▶ **演習用本文**:

Blogネタがねえなーと思案にふけっていると、ふと「そうや、診療録ものがあった!」となる。いつも従事している、あれこれを、ふとやり過ごしてしまう癖。いろいろな症例にぶつかり、その都度、頭を悩ます。いろいろあるんですけど、今回は二つに絞って語ります。
ひとつめ。19歳の男性。母と同伴。昨日からお腹が痛い。かるい嘔気あり、嘔吐なし。下痢なし。今朝はご飯を食べていない。下腹部ぜんたいがだる痛い。体温37.1度、腹部触診は、マックバーニー点からやや内側にかけて(つまり正中寄り)に圧痛あり。反跳なし。腸雑音はやや減弱とみた。
いわゆる「胃腸炎」からは、もちろん外れる。若年だし、憩室炎も考えにくいか。やはり虫垂炎を除外したい。採血と腹部CTをオーダー。採血はWBCは正常域、CRP1.84くらい。CTは・・ 僕は虫垂炎をちゃんと読影する力量はないです。典型的なものなら分かるが、、 ただ、この症例は回盲部を精査して「虫垂の腫大」「糞石」などの所見はないと思った。
さらに問診を加える。昨日の夕方にサーモンの刺身を食べた。上腹部に殴られたような痛みあり、嘔気もあったと。ふむふむ、これはアニサキスじゃないか? その時は診察での下腹部圧痛のことは忘れていた。抗ヒスタミン剤を処方して帰宅OKとする。以上が昼ごろの出来事。
午後の診察中に「先生、午前のCTで至急報告が入ってます!」と一枚の紙を渡された。そこには、放射線科Drが「これは虫垂が分かりにくいのですが、7mm程度に軽度腫大、先端に結石あり、内部airの消失、先端部の周囲に軽度脂肪織濃度上昇、骨盤底に少量腹水を認めます。虫垂炎の疑い」と記載されていた。「アニサキス」は、まったくの誤診であった。
今回の症例は、普通の内科クリニックでは診断が難しいと思う。CTを使えて、それを放射線科Drが読影したから、正確な診断ができたのだ。よくあるケースで、こうした偏位した虫垂炎が見逃されて破裂し、膿瘍化して緊急の開腹OPになってしまうことがある。今回は初期で発見できて、ホッとしました。T診療所の強みですね。

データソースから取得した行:
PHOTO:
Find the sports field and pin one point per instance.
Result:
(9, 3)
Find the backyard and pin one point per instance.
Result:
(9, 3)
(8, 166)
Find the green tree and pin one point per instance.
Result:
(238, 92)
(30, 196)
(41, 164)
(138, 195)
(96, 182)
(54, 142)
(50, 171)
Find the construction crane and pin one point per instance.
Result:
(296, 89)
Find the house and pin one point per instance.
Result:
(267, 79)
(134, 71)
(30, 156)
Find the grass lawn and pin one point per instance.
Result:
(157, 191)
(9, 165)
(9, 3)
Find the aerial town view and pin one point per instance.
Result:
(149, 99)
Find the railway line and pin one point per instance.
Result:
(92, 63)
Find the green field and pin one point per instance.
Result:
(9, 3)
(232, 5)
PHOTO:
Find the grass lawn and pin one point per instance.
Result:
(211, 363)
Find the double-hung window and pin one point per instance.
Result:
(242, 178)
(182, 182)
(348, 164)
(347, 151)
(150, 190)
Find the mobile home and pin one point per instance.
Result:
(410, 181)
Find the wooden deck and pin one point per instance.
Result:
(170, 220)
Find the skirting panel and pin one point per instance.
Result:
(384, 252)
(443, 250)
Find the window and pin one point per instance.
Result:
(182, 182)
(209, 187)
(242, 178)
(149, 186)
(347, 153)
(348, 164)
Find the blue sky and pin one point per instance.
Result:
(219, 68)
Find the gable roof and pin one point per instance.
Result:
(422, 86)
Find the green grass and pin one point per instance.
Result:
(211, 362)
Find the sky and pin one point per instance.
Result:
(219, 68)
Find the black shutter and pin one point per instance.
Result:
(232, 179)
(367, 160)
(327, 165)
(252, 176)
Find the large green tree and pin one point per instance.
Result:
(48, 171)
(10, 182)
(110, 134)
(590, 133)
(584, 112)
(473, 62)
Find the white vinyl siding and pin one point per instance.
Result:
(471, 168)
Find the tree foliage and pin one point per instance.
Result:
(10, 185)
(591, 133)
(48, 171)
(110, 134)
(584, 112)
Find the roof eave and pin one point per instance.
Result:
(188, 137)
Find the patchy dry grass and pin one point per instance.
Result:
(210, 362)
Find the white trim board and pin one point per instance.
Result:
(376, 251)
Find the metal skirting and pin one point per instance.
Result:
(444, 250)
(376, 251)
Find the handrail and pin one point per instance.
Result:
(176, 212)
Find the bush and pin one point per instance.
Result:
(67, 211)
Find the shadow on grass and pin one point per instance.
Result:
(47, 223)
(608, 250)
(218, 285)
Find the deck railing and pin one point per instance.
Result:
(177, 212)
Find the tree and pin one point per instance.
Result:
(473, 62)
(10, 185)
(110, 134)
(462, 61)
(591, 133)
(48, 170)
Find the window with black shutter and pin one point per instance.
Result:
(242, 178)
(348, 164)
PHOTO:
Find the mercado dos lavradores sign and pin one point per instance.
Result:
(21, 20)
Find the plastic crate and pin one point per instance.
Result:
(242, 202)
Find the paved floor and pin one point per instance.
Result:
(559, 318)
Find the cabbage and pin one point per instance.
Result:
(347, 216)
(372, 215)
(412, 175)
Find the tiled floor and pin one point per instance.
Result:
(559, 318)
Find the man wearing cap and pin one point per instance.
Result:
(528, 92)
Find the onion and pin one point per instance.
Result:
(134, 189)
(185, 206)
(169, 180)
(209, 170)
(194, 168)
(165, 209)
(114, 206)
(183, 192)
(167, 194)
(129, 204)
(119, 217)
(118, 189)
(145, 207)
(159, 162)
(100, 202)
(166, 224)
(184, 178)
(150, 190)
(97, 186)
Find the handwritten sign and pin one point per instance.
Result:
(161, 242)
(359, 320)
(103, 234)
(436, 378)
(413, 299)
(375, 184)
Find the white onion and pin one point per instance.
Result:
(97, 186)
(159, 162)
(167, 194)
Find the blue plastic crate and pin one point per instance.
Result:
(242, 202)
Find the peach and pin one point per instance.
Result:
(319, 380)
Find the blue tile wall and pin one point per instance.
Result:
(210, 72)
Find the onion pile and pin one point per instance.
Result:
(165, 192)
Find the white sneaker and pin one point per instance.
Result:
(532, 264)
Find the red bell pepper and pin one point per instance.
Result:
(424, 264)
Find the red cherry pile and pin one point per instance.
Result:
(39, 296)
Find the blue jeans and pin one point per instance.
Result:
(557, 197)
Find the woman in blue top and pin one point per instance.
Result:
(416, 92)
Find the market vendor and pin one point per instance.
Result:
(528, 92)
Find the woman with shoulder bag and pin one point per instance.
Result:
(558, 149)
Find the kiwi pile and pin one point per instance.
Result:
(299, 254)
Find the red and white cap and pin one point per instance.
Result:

▶ **練習問題**:
1. 虫垂炎の症例を語った本文から、「ひとつめ。19歳の男性。母と」から「する。以上が昼ごろの出来事。」までを一字も変えずに写して返してください。
2. 虫垂炎の症例を語った本文の続きを書き足してください。
これらの行は参照しなくてかまいません。

▶ **解答**:
1.
ひとつめ。19歳の男性。母と同伴。昨日からお腹が痛い。かるい嘔気あり、嘔吐なし。下痢なし。今朝はご飯を食べていない。下腹部ぜんたいがだる痛い。体温37.1度、腹部触診は、マックバーニー点からやや内側にかけて(つまり正中寄り)に圧痛あり。反跳なし。腸雑音はやや減弱とみた。
いわゆる「胃腸炎」からは、もちろん外れる。若年だし、憩室炎も考えにくいか。やはり虫垂炎を除外したい。採血と腹部CTをオーダー。採血はWBCは正常域、CRP1.84くらい。CTは・・ 僕は虫垂炎をちゃんと読影する力量はないです。典型的なものなら分かるが、、 ただ、この症例は回盲部を精査して「虫垂の腫大」「糞石」などの所見はないと思った。
さらに問診を加える。昨日の夕方にサーモンの刺身を食べた。上腹部に殴られたような痛みあり、嘔気もあったと。ふむふむ、これはアニサキスじゃないか? その時は診察での下腹部圧痛のことは忘れていた。抗ヒスタミン剤を処方して帰宅OKとする。以上が昼ごろの出来事。

2.
長くなりますが、もうひとつ。91歳の女性。老健施設から紹介。主訴は37-38度の発熱、倦怠感あり。コロナ抗原テストは何度もしていて、陰性。胸部CTで、右肺優位に胸水貯留あり。かなりの量の胸水である。
採血ではWBC正常域、CRP1.21、LDH364、ALP208など。CTにて、腫瘍性病変はなし。感染性胸膜炎には違いない。結核の鑑別がやや面倒だが、軽度肝障害もあったり、まずはマイコ胸膜炎の見立てで、MINO200mg/日で開始。いわゆる「診断的治療」というやつです。MINO200mgは多すぎたらしく、嘔気や食思不振が出たので、100mgに減量して投与。91歳だからね。
一ヶ月後のCTは、右胸水はやや減少、採血もCRP陰性。MINOに反応していると考えた。MINO100mg継続で。
さらに一ヶ月後、CTで、右胸水は消失。左は少し残る。
さらに一ヶ月後、左胸水も消失。
マイコ胸膜炎は、ほぼ治癒で。MINO終了とした。本人様も、倦怠感はなくなり、元気になったと笑顔。その後、特養へ移っていかれた。あの多量の胸水があったならば、特養入所は可能だっただろうか?(結核感染の可能性など) わりといい仕事ができたと思っています。